Stored items
===

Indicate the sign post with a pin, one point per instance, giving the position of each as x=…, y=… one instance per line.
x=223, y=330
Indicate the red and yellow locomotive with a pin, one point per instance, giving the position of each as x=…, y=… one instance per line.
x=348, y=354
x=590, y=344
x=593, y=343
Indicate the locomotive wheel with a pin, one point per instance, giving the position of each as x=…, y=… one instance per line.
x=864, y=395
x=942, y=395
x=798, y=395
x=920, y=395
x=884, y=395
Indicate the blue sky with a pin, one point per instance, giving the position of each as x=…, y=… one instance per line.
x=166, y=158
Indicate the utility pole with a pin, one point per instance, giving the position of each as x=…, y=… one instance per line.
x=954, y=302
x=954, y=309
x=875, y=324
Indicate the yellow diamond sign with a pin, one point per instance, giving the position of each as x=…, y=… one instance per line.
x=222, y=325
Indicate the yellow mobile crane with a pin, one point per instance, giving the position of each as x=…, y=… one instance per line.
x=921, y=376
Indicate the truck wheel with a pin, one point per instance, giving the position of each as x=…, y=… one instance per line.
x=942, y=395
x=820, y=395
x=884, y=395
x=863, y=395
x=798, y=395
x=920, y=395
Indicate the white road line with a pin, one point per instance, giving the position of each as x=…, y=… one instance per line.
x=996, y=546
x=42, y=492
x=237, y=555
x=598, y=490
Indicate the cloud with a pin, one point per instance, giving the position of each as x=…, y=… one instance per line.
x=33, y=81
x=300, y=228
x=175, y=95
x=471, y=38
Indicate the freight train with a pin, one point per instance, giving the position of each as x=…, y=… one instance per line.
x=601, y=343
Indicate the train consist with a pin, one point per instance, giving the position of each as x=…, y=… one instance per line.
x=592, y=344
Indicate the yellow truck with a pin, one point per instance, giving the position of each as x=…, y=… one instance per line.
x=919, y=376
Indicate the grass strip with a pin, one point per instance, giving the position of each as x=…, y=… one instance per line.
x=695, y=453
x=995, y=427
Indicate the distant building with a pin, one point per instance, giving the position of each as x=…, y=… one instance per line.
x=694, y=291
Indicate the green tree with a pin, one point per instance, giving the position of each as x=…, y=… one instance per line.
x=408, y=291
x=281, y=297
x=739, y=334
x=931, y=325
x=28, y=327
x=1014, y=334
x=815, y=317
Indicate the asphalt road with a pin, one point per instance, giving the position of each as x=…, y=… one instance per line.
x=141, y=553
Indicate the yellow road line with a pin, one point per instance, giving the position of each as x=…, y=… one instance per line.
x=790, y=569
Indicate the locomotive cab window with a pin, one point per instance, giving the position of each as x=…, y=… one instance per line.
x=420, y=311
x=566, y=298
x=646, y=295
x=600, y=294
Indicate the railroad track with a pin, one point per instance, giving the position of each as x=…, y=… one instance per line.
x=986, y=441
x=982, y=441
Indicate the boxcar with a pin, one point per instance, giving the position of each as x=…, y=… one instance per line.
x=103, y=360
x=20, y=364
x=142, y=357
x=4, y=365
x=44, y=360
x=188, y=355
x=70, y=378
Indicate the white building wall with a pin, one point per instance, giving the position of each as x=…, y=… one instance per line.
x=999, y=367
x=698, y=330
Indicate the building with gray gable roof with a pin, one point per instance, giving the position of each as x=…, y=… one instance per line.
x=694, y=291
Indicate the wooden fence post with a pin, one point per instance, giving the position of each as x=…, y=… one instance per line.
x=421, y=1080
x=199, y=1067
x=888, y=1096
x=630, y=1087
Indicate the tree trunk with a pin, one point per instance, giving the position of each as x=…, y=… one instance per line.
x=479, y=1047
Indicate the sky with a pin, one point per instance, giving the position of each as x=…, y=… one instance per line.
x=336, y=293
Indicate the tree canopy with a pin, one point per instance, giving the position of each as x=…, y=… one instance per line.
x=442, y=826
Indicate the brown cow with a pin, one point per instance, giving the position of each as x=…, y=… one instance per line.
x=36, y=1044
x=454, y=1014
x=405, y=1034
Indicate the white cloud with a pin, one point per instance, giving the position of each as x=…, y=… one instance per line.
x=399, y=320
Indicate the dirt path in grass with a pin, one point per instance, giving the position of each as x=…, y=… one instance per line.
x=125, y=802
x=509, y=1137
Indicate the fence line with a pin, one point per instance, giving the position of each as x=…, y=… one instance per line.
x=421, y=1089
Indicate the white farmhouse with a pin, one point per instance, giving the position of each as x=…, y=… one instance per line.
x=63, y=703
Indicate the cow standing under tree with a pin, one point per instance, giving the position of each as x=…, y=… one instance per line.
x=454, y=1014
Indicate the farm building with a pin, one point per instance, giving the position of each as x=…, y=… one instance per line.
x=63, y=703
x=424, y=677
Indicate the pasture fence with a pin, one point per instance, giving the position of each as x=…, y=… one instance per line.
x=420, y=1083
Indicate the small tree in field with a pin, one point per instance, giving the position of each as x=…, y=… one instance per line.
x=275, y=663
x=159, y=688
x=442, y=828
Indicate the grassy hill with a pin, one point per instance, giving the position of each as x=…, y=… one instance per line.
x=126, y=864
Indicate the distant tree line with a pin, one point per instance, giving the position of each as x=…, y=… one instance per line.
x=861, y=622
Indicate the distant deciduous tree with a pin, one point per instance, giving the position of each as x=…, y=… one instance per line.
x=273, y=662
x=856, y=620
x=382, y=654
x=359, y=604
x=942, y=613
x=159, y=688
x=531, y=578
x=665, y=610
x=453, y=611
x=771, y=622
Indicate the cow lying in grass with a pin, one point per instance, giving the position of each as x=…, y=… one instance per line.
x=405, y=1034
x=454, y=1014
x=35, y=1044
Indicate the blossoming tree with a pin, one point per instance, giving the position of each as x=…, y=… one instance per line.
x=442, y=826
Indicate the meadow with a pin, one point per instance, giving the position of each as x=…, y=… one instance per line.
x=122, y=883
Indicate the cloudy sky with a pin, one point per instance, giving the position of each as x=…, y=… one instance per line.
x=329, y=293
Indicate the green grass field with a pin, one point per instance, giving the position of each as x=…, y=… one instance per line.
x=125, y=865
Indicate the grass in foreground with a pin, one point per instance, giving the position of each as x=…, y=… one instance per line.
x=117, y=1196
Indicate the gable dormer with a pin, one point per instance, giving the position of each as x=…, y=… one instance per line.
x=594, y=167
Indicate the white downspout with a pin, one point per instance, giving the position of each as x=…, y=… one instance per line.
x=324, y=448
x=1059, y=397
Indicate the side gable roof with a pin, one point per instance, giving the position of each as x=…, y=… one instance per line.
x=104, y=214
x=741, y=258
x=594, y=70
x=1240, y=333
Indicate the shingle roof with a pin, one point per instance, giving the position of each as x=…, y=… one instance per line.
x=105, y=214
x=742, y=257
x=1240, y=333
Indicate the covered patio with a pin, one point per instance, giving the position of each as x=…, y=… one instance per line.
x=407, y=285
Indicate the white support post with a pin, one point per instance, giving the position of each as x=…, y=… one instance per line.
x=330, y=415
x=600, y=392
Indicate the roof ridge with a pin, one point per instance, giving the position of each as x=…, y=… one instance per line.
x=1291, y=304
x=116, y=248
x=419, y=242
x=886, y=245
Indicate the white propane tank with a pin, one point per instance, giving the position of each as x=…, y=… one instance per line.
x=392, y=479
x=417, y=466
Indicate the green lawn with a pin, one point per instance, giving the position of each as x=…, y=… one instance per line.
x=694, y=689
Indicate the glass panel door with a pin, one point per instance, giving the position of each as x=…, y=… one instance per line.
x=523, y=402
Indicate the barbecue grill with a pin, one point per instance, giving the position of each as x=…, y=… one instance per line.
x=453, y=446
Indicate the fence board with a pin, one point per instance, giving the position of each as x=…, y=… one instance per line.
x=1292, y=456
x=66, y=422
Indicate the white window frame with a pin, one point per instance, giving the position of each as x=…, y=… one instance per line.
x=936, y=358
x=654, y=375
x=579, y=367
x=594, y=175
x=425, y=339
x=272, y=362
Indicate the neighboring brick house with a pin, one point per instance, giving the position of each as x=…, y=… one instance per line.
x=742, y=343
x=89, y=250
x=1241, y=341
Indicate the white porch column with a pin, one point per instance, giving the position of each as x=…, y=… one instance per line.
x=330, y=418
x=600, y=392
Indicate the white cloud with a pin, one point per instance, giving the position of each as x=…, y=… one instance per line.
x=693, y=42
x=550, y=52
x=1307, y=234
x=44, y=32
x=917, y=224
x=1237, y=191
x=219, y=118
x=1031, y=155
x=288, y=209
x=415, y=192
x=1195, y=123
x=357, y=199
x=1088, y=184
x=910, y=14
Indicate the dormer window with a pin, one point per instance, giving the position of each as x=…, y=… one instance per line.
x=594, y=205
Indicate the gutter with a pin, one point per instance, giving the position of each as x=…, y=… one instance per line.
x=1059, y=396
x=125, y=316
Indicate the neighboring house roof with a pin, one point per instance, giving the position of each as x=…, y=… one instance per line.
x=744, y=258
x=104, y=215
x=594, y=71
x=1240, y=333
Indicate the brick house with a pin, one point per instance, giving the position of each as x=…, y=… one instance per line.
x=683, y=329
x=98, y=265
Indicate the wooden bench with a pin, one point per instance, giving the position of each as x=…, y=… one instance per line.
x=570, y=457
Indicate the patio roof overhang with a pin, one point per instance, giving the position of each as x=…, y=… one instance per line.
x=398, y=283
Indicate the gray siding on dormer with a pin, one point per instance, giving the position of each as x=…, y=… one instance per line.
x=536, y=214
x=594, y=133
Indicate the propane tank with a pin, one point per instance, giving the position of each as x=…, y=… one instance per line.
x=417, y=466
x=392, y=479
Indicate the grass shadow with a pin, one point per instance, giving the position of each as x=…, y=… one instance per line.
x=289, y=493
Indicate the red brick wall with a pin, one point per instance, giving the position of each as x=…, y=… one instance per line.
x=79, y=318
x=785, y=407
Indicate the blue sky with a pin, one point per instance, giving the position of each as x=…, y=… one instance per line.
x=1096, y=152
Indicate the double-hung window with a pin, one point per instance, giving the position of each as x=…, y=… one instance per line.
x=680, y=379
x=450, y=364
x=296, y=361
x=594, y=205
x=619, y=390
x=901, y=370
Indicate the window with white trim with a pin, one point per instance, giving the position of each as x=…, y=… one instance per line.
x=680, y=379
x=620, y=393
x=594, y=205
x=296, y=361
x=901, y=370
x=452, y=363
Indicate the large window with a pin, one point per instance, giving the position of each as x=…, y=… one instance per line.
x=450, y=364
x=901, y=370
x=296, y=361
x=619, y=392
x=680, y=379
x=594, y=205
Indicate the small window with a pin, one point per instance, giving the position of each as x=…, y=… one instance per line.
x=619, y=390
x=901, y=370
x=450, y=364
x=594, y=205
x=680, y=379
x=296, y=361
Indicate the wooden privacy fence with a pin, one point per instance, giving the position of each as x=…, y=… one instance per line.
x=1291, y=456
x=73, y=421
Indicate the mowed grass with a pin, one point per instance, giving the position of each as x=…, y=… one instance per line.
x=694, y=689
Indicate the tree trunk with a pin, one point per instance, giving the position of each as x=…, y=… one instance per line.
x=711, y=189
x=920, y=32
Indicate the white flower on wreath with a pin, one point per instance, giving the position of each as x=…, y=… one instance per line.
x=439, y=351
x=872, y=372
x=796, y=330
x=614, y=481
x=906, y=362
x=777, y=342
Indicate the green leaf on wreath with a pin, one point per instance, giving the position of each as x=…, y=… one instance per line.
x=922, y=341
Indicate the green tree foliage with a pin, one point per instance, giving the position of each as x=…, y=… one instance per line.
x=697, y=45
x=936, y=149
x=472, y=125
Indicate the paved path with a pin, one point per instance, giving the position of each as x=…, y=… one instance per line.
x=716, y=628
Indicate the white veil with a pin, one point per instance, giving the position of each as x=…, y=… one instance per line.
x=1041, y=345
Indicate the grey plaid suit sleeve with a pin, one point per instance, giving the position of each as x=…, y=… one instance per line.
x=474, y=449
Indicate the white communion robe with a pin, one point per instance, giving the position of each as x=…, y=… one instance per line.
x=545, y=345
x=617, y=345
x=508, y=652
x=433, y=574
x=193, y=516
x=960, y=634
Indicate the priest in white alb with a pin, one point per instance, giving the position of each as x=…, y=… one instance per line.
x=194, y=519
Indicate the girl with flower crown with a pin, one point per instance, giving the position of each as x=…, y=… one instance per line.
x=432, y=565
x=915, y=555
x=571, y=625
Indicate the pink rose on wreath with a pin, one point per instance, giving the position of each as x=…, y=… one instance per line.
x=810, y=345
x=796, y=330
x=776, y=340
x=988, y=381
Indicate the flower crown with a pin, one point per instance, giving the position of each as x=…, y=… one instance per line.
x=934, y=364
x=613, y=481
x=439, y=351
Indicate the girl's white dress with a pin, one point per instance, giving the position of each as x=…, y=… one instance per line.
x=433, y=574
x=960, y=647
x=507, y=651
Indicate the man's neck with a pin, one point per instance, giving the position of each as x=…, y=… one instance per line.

===

Requirements → Present everything in the material above, from the line containing "Indicate the yellow road" down to the line containing "x=600, y=294", both lines included, as a numbered list with blank lines omitted.

Exercise result →
1. Indicate the yellow road line with a pin, one point per instance, giving the position of each as x=…, y=… one instance per line.
2. x=790, y=569
3. Indicate the locomotive cab window with a pin, one point per instance, giving the position of each as x=…, y=… one instance per line.
4. x=420, y=311
5. x=566, y=298
6. x=646, y=295
7. x=600, y=294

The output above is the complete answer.